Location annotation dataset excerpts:

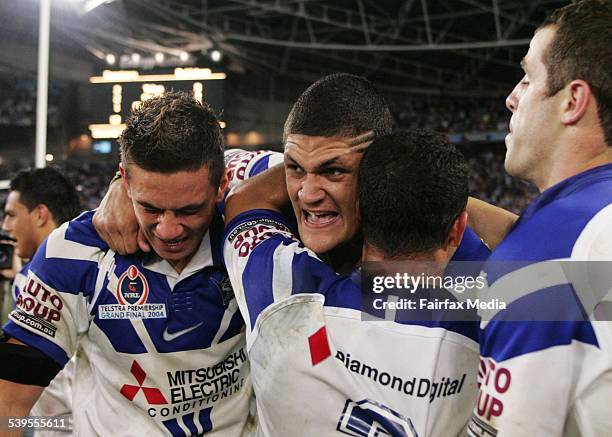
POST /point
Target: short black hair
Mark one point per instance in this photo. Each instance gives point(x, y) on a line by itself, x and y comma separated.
point(412, 186)
point(340, 104)
point(578, 51)
point(47, 186)
point(174, 132)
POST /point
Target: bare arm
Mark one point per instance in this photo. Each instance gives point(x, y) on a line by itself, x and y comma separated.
point(16, 400)
point(116, 222)
point(490, 222)
point(267, 190)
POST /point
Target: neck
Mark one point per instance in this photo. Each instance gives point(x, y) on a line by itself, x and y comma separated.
point(580, 157)
point(345, 257)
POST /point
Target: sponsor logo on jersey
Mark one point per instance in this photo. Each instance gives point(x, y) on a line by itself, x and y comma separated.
point(32, 322)
point(249, 235)
point(368, 418)
point(132, 292)
point(195, 389)
point(39, 302)
point(153, 395)
point(133, 288)
point(493, 380)
point(417, 387)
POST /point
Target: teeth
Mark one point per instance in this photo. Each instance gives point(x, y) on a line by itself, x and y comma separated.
point(320, 218)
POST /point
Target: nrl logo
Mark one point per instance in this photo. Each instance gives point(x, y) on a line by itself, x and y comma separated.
point(133, 288)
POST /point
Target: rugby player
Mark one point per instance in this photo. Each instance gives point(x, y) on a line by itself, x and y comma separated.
point(39, 201)
point(546, 361)
point(317, 367)
point(160, 339)
point(330, 114)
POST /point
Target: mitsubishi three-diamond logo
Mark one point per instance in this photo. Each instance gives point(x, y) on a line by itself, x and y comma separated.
point(153, 395)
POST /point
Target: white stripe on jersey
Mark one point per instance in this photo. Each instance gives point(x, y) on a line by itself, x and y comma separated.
point(59, 247)
point(531, 278)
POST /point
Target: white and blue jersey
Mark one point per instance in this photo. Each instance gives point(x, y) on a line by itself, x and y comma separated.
point(317, 368)
point(160, 352)
point(546, 362)
point(56, 399)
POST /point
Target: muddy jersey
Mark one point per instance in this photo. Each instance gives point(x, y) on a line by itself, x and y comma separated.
point(317, 368)
point(546, 359)
point(160, 353)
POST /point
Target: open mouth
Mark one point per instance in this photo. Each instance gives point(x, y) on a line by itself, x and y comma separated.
point(173, 245)
point(319, 218)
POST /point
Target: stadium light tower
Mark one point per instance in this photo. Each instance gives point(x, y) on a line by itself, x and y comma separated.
point(42, 83)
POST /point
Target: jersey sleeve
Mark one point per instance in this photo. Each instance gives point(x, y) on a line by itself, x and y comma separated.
point(242, 164)
point(471, 248)
point(268, 264)
point(51, 311)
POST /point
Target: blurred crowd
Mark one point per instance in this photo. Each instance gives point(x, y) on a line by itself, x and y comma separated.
point(457, 117)
point(451, 115)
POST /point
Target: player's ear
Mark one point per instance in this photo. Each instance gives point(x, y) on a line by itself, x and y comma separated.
point(42, 215)
point(577, 95)
point(125, 181)
point(222, 187)
point(456, 231)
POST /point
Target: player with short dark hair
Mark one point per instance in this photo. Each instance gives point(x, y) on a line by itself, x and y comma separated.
point(39, 201)
point(429, 205)
point(552, 336)
point(339, 104)
point(314, 359)
point(160, 338)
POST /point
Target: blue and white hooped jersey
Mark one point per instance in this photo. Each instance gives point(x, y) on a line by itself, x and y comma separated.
point(317, 368)
point(160, 353)
point(551, 374)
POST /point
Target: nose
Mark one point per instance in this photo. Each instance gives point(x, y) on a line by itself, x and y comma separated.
point(5, 224)
point(168, 227)
point(512, 100)
point(311, 190)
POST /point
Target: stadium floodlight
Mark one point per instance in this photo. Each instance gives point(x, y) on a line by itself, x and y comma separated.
point(215, 55)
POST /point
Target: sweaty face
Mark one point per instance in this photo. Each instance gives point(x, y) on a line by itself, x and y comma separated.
point(173, 210)
point(322, 184)
point(20, 224)
point(534, 125)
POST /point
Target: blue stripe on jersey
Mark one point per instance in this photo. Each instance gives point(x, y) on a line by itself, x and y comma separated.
point(257, 277)
point(45, 346)
point(216, 229)
point(15, 290)
point(174, 428)
point(311, 275)
point(234, 327)
point(521, 329)
point(471, 248)
point(260, 166)
point(82, 230)
point(551, 224)
point(504, 340)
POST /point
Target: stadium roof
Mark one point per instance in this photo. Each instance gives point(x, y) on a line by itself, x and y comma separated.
point(416, 46)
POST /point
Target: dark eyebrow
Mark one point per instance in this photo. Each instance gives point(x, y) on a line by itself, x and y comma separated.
point(329, 163)
point(190, 207)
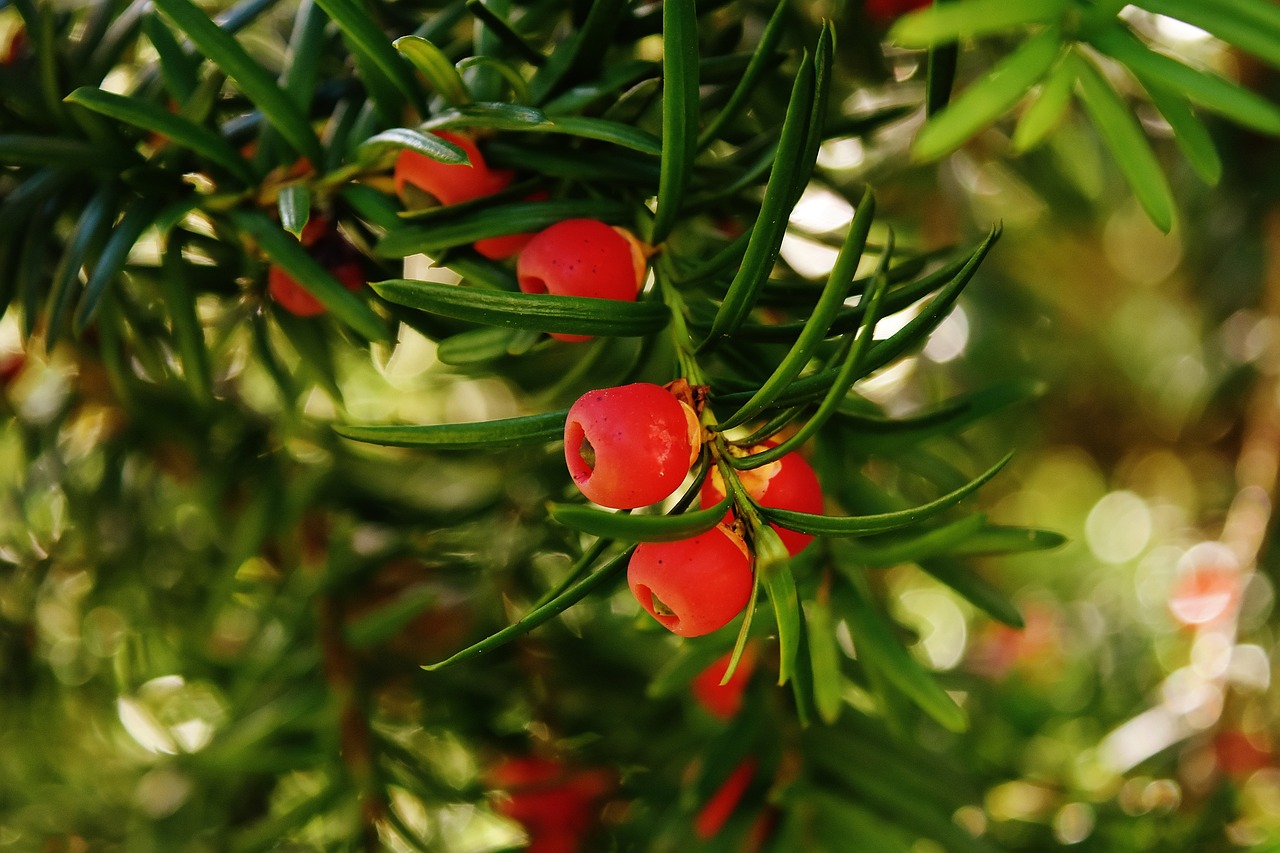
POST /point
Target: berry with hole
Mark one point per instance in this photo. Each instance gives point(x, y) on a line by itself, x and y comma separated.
point(334, 254)
point(583, 258)
point(787, 483)
point(630, 446)
point(446, 182)
point(696, 585)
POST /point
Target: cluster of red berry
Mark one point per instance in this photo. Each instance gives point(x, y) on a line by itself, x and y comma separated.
point(632, 446)
point(571, 258)
point(625, 447)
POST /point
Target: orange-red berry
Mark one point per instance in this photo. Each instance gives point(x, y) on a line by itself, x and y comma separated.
point(446, 182)
point(696, 585)
point(583, 258)
point(334, 254)
point(630, 446)
point(787, 483)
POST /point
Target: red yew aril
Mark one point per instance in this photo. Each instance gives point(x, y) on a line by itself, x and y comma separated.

→ Requirements:
Arrange the entries from the start through the line containing "point(174, 132)", inclusive, as a two-column CSV headed input and output, with one row per entry and each field quoted, line breaks replaced by spaces. Leave the pictures out.

→ Worked answer:
input,output
"POST /point Target: short black hair Mark one point per instance in this photo. Each instance gives point(x, y) on a line by itself, x and y comma separated.","point(412, 186) point(340, 104) point(578, 51) point(47, 186) point(174, 132)"